§ TASK STATEMENT:
Nothing but the lines from the line with "Exercise. Tag every instance of the metal frame" to the end of the records below should appear in the answer, each exactly as given.

§ ENTRIES PROVIDED:
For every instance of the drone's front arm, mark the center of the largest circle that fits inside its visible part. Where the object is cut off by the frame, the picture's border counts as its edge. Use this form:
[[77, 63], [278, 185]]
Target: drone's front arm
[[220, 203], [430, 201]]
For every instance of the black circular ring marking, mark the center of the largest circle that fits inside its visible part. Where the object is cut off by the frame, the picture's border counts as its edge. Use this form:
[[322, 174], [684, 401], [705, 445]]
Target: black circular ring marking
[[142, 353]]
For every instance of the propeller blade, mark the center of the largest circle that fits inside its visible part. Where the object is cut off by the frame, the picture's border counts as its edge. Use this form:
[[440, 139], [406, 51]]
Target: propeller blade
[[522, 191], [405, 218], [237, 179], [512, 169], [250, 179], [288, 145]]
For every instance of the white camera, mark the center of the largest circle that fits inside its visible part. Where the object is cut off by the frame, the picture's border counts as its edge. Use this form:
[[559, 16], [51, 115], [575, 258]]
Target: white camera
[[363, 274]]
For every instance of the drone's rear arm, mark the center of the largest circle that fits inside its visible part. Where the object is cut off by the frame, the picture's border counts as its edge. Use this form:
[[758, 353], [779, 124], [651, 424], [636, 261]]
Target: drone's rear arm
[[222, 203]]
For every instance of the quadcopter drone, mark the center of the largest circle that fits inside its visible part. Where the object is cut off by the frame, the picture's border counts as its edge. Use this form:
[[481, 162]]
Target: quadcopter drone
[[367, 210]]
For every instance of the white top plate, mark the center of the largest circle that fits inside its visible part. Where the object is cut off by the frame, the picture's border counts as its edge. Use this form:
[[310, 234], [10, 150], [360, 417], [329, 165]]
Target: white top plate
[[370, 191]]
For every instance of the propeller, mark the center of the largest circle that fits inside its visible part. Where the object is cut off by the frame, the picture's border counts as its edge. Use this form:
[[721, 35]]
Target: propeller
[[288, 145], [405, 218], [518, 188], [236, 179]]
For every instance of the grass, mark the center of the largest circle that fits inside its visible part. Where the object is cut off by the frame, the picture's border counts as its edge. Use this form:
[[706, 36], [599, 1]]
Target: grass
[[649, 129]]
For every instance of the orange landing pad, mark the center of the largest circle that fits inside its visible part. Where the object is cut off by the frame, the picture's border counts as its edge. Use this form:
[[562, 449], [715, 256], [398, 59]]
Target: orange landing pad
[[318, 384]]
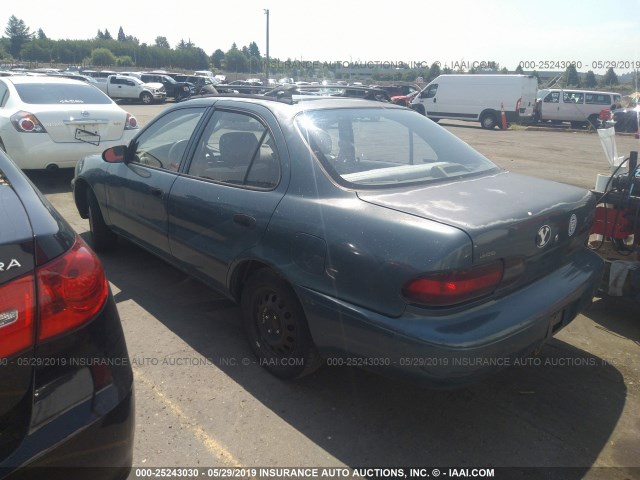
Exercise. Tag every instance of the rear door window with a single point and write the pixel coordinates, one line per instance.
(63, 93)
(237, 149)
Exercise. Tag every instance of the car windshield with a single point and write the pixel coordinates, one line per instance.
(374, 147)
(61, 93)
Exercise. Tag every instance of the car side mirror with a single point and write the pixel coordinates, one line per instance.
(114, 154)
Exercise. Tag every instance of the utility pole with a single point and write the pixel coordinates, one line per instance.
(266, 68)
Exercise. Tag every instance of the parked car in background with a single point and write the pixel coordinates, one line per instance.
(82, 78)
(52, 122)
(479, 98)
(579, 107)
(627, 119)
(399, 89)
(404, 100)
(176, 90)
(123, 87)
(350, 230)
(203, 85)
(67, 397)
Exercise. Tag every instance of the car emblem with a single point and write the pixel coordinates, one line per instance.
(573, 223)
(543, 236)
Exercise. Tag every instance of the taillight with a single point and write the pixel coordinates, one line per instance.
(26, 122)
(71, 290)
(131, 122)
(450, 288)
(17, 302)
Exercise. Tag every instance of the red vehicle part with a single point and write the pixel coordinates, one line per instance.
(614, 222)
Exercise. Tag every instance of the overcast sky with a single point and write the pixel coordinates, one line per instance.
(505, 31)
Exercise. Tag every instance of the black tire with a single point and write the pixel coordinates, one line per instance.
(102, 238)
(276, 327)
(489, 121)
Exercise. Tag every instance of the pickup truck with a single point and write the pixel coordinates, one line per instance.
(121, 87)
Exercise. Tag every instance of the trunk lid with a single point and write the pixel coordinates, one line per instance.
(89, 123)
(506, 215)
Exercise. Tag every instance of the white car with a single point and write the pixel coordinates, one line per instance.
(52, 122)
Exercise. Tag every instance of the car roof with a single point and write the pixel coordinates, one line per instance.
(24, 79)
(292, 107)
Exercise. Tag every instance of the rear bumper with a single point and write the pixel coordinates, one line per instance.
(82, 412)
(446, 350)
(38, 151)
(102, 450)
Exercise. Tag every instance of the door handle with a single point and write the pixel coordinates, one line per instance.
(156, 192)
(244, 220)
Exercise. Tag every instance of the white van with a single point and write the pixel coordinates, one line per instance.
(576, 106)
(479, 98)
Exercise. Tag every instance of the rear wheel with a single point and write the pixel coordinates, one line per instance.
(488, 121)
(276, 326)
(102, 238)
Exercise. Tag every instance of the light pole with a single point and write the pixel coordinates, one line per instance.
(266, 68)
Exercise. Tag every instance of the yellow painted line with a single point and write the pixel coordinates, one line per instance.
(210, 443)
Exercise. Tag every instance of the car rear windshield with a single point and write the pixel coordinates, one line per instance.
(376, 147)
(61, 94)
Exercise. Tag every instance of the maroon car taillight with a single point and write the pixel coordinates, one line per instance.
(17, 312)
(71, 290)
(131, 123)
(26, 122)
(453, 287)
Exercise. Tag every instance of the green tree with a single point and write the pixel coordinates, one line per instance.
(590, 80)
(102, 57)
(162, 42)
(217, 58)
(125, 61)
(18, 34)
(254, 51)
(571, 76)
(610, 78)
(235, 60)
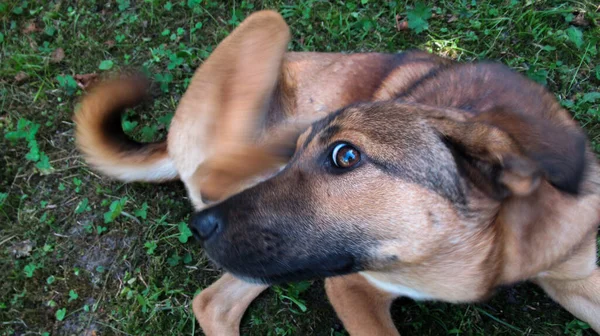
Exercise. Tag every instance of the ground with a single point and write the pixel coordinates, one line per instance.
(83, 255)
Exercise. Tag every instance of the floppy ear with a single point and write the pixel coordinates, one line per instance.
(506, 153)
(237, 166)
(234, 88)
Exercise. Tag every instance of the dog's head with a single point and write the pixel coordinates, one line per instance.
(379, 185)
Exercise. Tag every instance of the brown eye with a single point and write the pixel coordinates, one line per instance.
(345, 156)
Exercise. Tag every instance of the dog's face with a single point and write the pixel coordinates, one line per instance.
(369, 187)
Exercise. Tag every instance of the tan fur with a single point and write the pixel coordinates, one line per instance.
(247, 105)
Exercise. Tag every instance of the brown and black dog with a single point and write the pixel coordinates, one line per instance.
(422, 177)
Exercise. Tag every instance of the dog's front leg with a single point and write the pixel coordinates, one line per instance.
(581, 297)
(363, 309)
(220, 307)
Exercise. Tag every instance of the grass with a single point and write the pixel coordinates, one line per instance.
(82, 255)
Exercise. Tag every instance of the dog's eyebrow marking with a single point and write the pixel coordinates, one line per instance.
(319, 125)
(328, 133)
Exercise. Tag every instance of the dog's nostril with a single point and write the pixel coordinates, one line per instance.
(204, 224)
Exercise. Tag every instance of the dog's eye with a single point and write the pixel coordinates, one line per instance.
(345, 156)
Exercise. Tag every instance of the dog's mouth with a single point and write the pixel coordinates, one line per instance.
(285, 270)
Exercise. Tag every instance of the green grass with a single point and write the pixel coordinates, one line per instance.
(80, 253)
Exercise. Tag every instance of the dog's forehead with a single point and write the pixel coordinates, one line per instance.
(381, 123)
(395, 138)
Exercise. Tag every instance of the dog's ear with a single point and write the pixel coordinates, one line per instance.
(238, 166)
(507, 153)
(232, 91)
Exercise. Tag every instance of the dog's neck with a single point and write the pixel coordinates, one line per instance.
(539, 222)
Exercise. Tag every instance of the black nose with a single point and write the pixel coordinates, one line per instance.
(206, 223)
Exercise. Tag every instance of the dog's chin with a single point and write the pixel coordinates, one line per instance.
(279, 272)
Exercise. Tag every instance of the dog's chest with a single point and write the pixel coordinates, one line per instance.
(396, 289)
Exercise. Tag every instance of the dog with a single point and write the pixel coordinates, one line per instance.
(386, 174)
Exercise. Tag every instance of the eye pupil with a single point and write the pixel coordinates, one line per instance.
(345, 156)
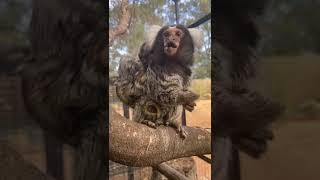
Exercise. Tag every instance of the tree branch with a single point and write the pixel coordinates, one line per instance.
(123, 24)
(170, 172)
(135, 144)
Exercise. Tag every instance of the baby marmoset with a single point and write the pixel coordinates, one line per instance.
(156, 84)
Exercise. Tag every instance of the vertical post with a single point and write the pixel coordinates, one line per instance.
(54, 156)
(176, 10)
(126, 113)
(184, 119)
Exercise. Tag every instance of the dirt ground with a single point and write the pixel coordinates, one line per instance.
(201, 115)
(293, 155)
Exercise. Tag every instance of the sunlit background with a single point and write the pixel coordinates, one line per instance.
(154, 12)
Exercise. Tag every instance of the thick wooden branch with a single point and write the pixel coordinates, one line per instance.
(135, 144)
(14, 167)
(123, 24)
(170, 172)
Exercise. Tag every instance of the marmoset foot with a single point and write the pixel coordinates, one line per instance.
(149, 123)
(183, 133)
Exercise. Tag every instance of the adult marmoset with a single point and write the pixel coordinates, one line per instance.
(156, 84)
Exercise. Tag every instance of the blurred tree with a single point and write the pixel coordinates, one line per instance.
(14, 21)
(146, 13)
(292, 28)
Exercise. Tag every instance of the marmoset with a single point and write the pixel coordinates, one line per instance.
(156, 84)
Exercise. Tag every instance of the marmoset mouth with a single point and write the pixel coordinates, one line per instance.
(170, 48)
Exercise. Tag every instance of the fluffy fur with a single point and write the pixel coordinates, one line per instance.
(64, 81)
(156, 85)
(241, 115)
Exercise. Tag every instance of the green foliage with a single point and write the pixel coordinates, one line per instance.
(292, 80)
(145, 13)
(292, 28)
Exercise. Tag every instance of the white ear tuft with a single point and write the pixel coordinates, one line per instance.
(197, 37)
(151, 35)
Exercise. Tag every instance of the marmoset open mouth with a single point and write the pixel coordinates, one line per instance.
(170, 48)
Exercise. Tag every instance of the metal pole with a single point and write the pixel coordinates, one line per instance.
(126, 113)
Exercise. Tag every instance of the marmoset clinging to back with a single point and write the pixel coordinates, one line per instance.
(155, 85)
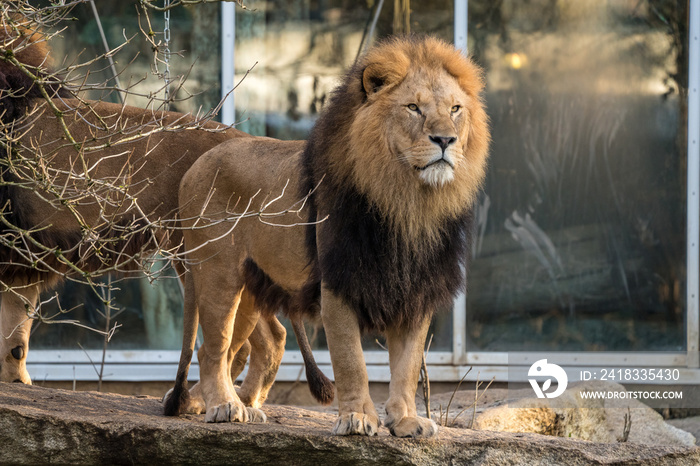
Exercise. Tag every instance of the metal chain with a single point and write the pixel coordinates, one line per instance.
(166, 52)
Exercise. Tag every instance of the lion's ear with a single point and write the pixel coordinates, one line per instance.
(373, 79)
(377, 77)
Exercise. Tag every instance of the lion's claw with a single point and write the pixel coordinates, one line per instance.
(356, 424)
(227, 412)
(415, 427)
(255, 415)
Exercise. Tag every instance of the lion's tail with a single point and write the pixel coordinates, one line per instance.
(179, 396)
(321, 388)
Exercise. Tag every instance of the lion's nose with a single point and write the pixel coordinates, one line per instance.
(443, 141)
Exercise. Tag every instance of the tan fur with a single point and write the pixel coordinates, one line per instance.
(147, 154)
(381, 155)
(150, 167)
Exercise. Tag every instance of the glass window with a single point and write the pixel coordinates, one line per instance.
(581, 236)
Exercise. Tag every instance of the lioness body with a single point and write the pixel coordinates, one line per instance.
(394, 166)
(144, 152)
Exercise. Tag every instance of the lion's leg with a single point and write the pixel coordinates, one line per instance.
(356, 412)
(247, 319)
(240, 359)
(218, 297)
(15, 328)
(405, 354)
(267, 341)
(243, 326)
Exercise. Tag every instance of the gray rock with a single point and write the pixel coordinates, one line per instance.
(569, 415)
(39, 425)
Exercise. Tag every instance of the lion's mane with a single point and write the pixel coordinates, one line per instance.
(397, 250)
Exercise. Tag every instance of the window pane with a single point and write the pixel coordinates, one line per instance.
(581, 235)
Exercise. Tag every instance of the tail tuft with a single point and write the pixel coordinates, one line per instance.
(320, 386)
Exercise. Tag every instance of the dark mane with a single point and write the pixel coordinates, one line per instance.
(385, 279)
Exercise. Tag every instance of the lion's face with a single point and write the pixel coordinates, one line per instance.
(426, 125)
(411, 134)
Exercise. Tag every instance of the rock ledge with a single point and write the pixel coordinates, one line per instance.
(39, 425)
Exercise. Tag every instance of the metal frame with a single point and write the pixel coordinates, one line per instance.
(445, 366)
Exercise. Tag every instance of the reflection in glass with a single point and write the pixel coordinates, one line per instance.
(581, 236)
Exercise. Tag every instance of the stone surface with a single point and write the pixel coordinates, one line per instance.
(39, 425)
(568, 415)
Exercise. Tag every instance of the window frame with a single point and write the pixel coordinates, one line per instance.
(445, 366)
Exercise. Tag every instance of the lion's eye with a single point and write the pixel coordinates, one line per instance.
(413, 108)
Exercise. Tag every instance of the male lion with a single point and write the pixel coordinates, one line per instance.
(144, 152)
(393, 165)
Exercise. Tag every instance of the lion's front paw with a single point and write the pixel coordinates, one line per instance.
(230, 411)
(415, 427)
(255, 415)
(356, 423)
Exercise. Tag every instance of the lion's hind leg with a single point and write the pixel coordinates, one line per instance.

§ ANSWER SECTION:
Exercise. Tag every instance of the metal frame with a single point and write the pixel coordinates, one line per instance.
(445, 366)
Exercise. Tag every instance of the reflection in glass with a single point and write the pixel coordinates, one line per instance.
(581, 236)
Exercise. Tag every instance of the stone surface with a single point and write the pixel coordinates, one line per instance.
(39, 425)
(568, 415)
Exercise. Tag every instance of the window frame with a single point and write the pixel coordinates, one line per instance.
(445, 366)
Exercise. Tag every instance of the lion's eye with a single point and write the pixel coordinates, one line per instance.
(413, 108)
Exercise. Tag every instance of the male lion with a single point and write the pixel coordinates, one line per instance.
(144, 152)
(393, 165)
Exercise. Tag every instance of the lion's front paw with a single point and write the pixel coordinates, one line per instance.
(230, 411)
(415, 427)
(255, 415)
(356, 423)
Exercise. Tag every instance of the lion's hind leg with a single point and write the pixel coordinates, one line per instance.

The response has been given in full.